Answer these from the journaling text:
(a) Whom did the writer start teaching journaling classes to?
(b) Which starter phrase was one of the most effective?
(c) On what trip did the writer make it a rule to use that phrase?

(EXTRACT):
⁂

A
few years ago, I began teaching journaling classes to women in transition.
Most are not writers, and some have difficulty in the beginning
knowing how to write about themselves and their lives. To help them
grow comfortable with the process of just letting words out of themselves,
I discovered that timed writings of various sorts could be very
useful. One of the most effective turned out to be the starter,
“In the moment….” By simply describing exactly
what was happening in any given moment, the writer was free to simply
observe her environment and emotions without judging either her
words or her world.
I’m a
life-long journaler, but I’d not used that phrase in my ramblings.
It proved so effective for my students, however, that I made it
a rule to try it while on a hiking trip to France. I thought it
would help me remember things better.

⁂

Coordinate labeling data
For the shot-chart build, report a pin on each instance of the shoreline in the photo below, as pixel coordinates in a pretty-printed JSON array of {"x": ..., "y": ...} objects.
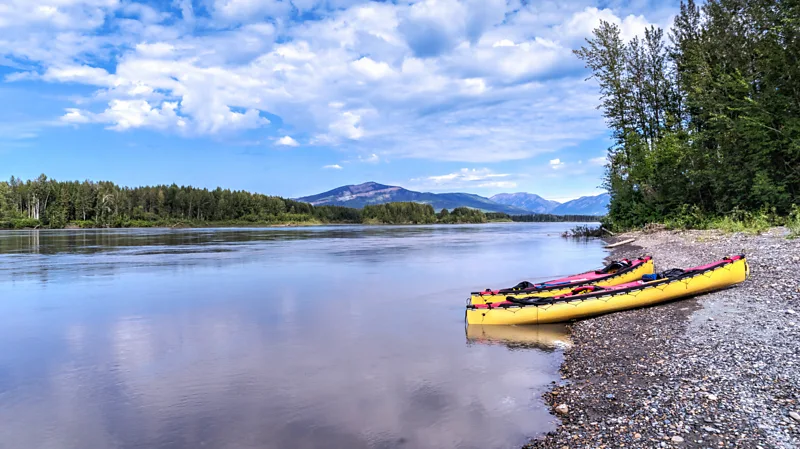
[
  {"x": 269, "y": 225},
  {"x": 717, "y": 370}
]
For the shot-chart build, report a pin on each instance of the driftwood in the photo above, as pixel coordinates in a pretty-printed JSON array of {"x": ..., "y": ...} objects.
[
  {"x": 614, "y": 245},
  {"x": 606, "y": 230}
]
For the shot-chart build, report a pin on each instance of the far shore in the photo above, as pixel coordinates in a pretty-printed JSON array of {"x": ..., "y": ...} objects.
[{"x": 72, "y": 227}]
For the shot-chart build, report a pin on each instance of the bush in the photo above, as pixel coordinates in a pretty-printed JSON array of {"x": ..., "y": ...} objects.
[{"x": 793, "y": 222}]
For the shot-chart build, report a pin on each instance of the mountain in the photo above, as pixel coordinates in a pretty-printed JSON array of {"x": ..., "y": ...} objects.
[
  {"x": 527, "y": 201},
  {"x": 585, "y": 205},
  {"x": 361, "y": 195}
]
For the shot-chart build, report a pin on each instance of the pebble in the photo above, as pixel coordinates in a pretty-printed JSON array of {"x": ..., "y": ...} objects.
[{"x": 661, "y": 364}]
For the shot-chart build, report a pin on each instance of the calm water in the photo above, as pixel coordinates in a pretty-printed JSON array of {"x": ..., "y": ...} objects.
[{"x": 337, "y": 337}]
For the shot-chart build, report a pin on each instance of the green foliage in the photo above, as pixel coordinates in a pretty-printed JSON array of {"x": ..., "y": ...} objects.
[
  {"x": 463, "y": 215},
  {"x": 19, "y": 223},
  {"x": 707, "y": 126},
  {"x": 793, "y": 222},
  {"x": 399, "y": 213},
  {"x": 542, "y": 218},
  {"x": 583, "y": 231}
]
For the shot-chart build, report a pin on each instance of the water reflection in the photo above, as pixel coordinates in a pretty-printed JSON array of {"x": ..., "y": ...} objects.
[
  {"x": 340, "y": 339},
  {"x": 542, "y": 336}
]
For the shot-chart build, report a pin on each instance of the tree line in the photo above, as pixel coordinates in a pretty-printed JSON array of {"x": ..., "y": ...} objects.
[
  {"x": 48, "y": 203},
  {"x": 705, "y": 119}
]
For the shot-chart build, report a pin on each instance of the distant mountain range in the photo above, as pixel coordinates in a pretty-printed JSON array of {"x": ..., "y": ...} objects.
[
  {"x": 586, "y": 205},
  {"x": 527, "y": 201},
  {"x": 369, "y": 193}
]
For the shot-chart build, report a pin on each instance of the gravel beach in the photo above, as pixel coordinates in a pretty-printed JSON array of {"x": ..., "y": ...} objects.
[{"x": 717, "y": 371}]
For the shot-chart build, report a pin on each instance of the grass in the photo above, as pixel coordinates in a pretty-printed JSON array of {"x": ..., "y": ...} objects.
[{"x": 733, "y": 222}]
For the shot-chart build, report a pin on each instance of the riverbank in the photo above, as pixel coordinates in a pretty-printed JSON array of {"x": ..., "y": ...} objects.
[{"x": 719, "y": 370}]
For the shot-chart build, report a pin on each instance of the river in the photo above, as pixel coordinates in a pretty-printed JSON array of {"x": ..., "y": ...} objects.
[{"x": 337, "y": 337}]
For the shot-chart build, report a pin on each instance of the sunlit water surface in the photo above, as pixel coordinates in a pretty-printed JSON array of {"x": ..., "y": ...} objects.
[{"x": 328, "y": 337}]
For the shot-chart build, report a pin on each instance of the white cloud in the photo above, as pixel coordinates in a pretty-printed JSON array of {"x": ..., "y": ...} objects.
[
  {"x": 287, "y": 141},
  {"x": 458, "y": 80},
  {"x": 466, "y": 177},
  {"x": 371, "y": 159},
  {"x": 581, "y": 25}
]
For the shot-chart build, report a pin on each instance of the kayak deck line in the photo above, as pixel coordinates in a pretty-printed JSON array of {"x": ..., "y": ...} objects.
[
  {"x": 583, "y": 304},
  {"x": 623, "y": 271}
]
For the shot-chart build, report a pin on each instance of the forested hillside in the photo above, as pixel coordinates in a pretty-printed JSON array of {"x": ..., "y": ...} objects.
[
  {"x": 705, "y": 121},
  {"x": 49, "y": 203}
]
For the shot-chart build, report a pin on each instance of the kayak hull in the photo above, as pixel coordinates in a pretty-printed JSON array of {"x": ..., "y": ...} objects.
[
  {"x": 643, "y": 266},
  {"x": 641, "y": 294}
]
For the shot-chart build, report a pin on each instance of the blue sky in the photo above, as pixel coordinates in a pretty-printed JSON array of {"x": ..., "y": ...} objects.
[{"x": 297, "y": 97}]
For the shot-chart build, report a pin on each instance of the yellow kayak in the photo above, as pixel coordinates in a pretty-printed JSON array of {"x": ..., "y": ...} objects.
[
  {"x": 617, "y": 272},
  {"x": 591, "y": 300}
]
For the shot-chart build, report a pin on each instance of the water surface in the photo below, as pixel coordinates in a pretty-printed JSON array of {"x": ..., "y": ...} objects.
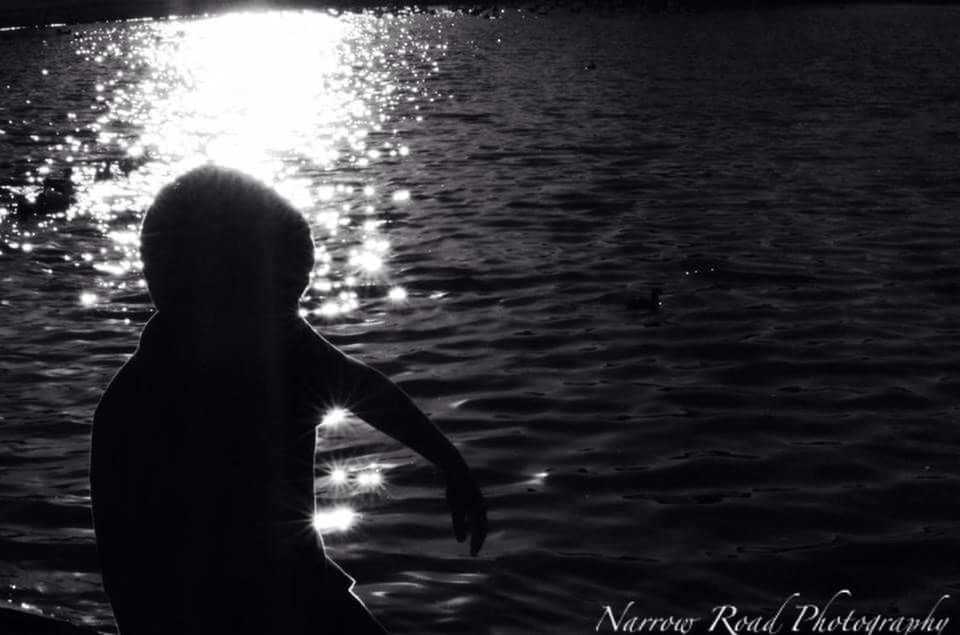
[{"x": 488, "y": 198}]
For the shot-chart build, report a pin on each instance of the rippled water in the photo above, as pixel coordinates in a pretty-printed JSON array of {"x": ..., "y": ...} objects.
[{"x": 490, "y": 197}]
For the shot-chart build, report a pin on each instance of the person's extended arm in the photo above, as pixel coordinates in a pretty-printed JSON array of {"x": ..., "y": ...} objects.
[{"x": 386, "y": 407}]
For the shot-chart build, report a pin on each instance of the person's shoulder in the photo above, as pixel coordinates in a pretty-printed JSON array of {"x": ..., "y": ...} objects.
[{"x": 306, "y": 339}]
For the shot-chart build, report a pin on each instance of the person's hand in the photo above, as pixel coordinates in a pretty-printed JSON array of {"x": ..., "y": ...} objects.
[{"x": 468, "y": 509}]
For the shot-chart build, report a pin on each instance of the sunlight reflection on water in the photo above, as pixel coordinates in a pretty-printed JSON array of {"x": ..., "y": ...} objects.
[
  {"x": 303, "y": 101},
  {"x": 300, "y": 100}
]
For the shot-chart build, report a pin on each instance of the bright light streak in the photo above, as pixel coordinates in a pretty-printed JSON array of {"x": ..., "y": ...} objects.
[
  {"x": 369, "y": 479},
  {"x": 335, "y": 417},
  {"x": 336, "y": 519}
]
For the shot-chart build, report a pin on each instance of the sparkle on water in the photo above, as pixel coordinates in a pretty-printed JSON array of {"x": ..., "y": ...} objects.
[
  {"x": 303, "y": 100},
  {"x": 334, "y": 417},
  {"x": 339, "y": 518}
]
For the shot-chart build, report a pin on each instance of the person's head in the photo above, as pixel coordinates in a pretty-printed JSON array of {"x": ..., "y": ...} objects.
[{"x": 216, "y": 240}]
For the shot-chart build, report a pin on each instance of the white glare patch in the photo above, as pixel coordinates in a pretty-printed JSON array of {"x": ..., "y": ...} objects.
[
  {"x": 336, "y": 519},
  {"x": 369, "y": 479},
  {"x": 335, "y": 417}
]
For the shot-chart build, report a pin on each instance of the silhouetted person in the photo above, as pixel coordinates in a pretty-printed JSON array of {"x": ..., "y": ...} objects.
[{"x": 203, "y": 444}]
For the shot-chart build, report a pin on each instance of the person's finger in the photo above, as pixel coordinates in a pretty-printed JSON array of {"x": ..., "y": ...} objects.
[
  {"x": 459, "y": 523},
  {"x": 478, "y": 529}
]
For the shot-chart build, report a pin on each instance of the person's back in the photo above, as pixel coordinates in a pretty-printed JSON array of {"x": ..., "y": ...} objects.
[{"x": 203, "y": 445}]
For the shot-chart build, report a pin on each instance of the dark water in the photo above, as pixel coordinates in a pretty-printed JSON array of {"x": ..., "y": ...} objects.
[{"x": 786, "y": 423}]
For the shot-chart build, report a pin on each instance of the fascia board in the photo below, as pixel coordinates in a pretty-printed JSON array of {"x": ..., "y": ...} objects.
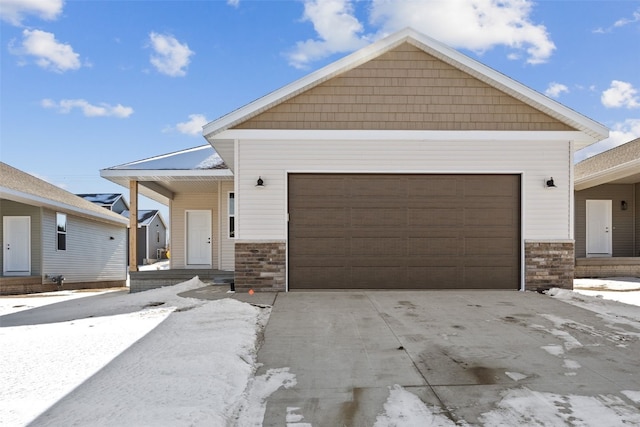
[
  {"x": 400, "y": 135},
  {"x": 607, "y": 175}
]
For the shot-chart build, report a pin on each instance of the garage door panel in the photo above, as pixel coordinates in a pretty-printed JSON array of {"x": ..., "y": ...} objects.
[
  {"x": 404, "y": 231},
  {"x": 483, "y": 276},
  {"x": 382, "y": 217},
  {"x": 429, "y": 216},
  {"x": 432, "y": 246},
  {"x": 375, "y": 277},
  {"x": 322, "y": 246},
  {"x": 500, "y": 217},
  {"x": 378, "y": 247},
  {"x": 494, "y": 247}
]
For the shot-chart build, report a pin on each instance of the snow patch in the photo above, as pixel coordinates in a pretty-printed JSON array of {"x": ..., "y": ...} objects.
[{"x": 405, "y": 409}]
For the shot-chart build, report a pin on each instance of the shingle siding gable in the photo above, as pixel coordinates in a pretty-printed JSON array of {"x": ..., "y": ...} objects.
[{"x": 404, "y": 89}]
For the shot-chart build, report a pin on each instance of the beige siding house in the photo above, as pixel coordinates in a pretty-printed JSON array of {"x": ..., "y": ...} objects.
[
  {"x": 607, "y": 211},
  {"x": 405, "y": 165},
  {"x": 49, "y": 233}
]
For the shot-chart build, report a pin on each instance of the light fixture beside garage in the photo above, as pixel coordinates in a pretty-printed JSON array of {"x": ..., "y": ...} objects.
[{"x": 548, "y": 183}]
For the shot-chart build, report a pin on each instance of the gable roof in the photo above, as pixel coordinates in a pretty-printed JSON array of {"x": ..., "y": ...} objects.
[
  {"x": 101, "y": 198},
  {"x": 619, "y": 165},
  {"x": 24, "y": 188},
  {"x": 591, "y": 130}
]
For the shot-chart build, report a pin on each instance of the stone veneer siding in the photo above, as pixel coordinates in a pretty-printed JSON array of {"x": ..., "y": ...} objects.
[
  {"x": 549, "y": 264},
  {"x": 260, "y": 266}
]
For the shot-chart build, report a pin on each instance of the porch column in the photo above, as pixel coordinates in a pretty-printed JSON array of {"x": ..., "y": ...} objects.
[{"x": 133, "y": 225}]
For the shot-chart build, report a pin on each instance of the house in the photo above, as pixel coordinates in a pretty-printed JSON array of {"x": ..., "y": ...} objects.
[
  {"x": 49, "y": 234},
  {"x": 405, "y": 165},
  {"x": 152, "y": 230},
  {"x": 152, "y": 236},
  {"x": 198, "y": 188},
  {"x": 607, "y": 211},
  {"x": 115, "y": 202}
]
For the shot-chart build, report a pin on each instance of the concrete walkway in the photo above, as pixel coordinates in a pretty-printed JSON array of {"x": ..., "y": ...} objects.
[{"x": 459, "y": 351}]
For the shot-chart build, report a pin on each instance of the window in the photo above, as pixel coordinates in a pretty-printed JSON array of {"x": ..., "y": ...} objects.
[
  {"x": 61, "y": 231},
  {"x": 232, "y": 216}
]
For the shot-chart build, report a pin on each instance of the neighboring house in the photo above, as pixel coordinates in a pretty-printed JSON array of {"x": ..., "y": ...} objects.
[
  {"x": 152, "y": 236},
  {"x": 49, "y": 233},
  {"x": 607, "y": 211},
  {"x": 405, "y": 165},
  {"x": 198, "y": 188},
  {"x": 152, "y": 230},
  {"x": 115, "y": 202}
]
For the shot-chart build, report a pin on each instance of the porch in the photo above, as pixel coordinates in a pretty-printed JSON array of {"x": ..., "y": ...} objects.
[
  {"x": 18, "y": 285},
  {"x": 607, "y": 267},
  {"x": 151, "y": 279}
]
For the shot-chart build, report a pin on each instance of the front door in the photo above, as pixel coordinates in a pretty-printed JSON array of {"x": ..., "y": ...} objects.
[
  {"x": 198, "y": 238},
  {"x": 16, "y": 245},
  {"x": 599, "y": 228}
]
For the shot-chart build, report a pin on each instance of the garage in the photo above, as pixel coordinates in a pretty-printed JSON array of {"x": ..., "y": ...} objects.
[{"x": 404, "y": 231}]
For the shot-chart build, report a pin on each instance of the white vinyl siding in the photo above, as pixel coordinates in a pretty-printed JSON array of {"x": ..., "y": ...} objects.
[
  {"x": 182, "y": 203},
  {"x": 91, "y": 256},
  {"x": 227, "y": 245},
  {"x": 546, "y": 213}
]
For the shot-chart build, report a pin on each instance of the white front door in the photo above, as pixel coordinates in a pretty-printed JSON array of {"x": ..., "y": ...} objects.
[
  {"x": 198, "y": 237},
  {"x": 16, "y": 239},
  {"x": 599, "y": 228}
]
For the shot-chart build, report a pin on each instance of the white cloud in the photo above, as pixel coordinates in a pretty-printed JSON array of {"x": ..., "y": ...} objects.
[
  {"x": 621, "y": 133},
  {"x": 620, "y": 94},
  {"x": 556, "y": 89},
  {"x": 477, "y": 25},
  {"x": 193, "y": 126},
  {"x": 622, "y": 22},
  {"x": 171, "y": 57},
  {"x": 14, "y": 11},
  {"x": 337, "y": 28},
  {"x": 89, "y": 110},
  {"x": 49, "y": 53}
]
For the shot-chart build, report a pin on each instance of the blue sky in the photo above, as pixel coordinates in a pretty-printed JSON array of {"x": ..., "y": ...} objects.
[{"x": 87, "y": 85}]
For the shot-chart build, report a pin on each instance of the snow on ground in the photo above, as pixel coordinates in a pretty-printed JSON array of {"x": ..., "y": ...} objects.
[
  {"x": 182, "y": 362},
  {"x": 167, "y": 360}
]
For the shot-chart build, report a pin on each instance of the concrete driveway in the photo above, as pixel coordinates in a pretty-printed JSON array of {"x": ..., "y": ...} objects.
[{"x": 463, "y": 353}]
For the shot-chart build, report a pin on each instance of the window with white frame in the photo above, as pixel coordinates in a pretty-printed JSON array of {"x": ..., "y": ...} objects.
[
  {"x": 232, "y": 216},
  {"x": 61, "y": 231}
]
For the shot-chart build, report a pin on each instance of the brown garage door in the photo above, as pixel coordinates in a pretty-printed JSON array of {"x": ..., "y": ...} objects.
[{"x": 371, "y": 231}]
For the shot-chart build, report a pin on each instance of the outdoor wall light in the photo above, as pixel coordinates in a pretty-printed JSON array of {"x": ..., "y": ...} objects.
[{"x": 549, "y": 183}]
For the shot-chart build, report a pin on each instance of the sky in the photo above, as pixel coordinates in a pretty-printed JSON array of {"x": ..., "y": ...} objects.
[{"x": 86, "y": 85}]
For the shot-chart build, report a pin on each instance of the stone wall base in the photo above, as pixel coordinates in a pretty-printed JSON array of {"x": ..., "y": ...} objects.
[
  {"x": 260, "y": 266},
  {"x": 549, "y": 264}
]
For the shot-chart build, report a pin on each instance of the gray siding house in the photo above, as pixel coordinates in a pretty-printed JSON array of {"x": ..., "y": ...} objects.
[
  {"x": 48, "y": 232},
  {"x": 607, "y": 213},
  {"x": 152, "y": 230}
]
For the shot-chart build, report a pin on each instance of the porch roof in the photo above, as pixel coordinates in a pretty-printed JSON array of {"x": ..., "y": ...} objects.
[
  {"x": 161, "y": 177},
  {"x": 620, "y": 165}
]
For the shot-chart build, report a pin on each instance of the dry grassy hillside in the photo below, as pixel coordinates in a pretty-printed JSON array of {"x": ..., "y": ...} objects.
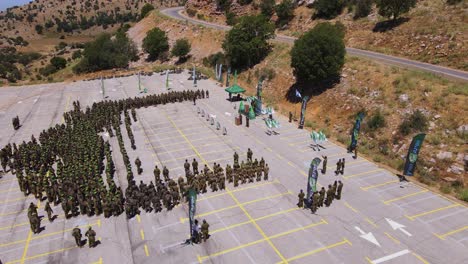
[{"x": 435, "y": 32}]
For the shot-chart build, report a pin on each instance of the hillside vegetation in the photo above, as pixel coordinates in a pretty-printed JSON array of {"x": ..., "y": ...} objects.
[{"x": 434, "y": 31}]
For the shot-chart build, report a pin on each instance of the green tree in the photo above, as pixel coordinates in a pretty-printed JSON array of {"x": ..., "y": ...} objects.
[
  {"x": 155, "y": 43},
  {"x": 394, "y": 8},
  {"x": 181, "y": 48},
  {"x": 39, "y": 29},
  {"x": 146, "y": 9},
  {"x": 328, "y": 8},
  {"x": 107, "y": 53},
  {"x": 267, "y": 7},
  {"x": 363, "y": 8},
  {"x": 285, "y": 12},
  {"x": 319, "y": 54},
  {"x": 58, "y": 62},
  {"x": 246, "y": 44}
]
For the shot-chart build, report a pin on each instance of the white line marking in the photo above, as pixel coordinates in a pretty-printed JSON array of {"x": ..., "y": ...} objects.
[{"x": 392, "y": 256}]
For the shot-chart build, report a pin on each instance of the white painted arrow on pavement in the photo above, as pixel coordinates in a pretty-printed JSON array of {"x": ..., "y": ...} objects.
[
  {"x": 369, "y": 236},
  {"x": 396, "y": 226}
]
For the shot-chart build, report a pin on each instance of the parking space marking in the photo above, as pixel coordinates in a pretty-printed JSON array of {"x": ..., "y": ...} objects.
[
  {"x": 228, "y": 191},
  {"x": 392, "y": 238},
  {"x": 362, "y": 173},
  {"x": 412, "y": 217},
  {"x": 184, "y": 219},
  {"x": 239, "y": 189},
  {"x": 387, "y": 202},
  {"x": 98, "y": 223},
  {"x": 41, "y": 255},
  {"x": 203, "y": 258},
  {"x": 344, "y": 241},
  {"x": 256, "y": 219},
  {"x": 442, "y": 237},
  {"x": 378, "y": 185}
]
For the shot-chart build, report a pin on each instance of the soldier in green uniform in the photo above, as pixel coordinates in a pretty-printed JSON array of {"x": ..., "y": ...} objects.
[
  {"x": 322, "y": 196},
  {"x": 265, "y": 172},
  {"x": 249, "y": 154},
  {"x": 338, "y": 190},
  {"x": 301, "y": 195},
  {"x": 77, "y": 235},
  {"x": 324, "y": 164},
  {"x": 204, "y": 230},
  {"x": 91, "y": 234},
  {"x": 49, "y": 211},
  {"x": 315, "y": 201},
  {"x": 195, "y": 166}
]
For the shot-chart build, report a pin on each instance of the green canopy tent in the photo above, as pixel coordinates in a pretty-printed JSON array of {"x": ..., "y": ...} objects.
[{"x": 235, "y": 88}]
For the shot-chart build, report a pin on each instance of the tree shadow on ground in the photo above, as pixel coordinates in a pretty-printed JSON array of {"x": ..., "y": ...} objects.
[
  {"x": 388, "y": 25},
  {"x": 308, "y": 89}
]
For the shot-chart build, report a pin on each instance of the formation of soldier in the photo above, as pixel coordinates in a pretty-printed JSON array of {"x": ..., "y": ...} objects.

⁂

(COMPLETE OUTPUT):
(a) Women in transition.
(b) "In the moment…."
(c) A hiking trip to France.